Data rows:

* * * *

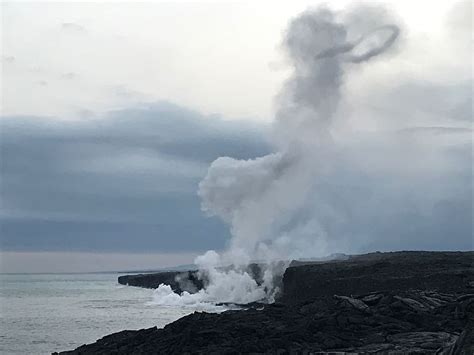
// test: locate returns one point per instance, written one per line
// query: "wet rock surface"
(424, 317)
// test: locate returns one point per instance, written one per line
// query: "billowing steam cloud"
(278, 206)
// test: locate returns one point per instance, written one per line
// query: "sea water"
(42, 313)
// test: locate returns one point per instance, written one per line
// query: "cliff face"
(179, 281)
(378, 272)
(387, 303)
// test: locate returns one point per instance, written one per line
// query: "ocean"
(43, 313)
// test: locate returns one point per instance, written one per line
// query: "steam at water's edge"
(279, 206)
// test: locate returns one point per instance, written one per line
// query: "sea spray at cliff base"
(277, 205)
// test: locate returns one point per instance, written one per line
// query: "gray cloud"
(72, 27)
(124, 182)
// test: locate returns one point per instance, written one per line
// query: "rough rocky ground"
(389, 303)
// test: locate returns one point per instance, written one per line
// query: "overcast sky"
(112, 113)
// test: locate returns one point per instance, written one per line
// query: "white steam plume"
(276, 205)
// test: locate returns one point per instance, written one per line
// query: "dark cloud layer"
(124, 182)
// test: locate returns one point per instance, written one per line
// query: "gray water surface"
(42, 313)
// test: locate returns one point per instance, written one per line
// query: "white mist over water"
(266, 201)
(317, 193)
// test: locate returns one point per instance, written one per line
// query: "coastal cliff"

* * * *

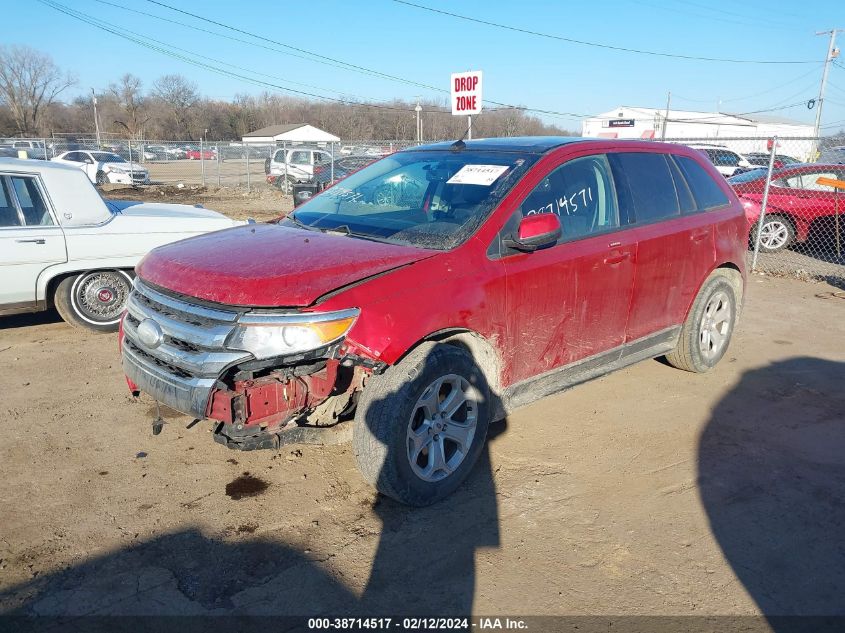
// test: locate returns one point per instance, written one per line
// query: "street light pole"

* * * *

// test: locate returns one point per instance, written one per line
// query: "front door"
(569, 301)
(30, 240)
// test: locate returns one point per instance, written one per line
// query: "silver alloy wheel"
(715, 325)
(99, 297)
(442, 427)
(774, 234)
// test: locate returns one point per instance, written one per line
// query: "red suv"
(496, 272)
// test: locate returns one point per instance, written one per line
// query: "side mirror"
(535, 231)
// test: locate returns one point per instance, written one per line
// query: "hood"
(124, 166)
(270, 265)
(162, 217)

* * * *

Return each line of the listing above that contains the string "gray", matching case exactly.

// query: "gray cloud"
// query: "gray water surface"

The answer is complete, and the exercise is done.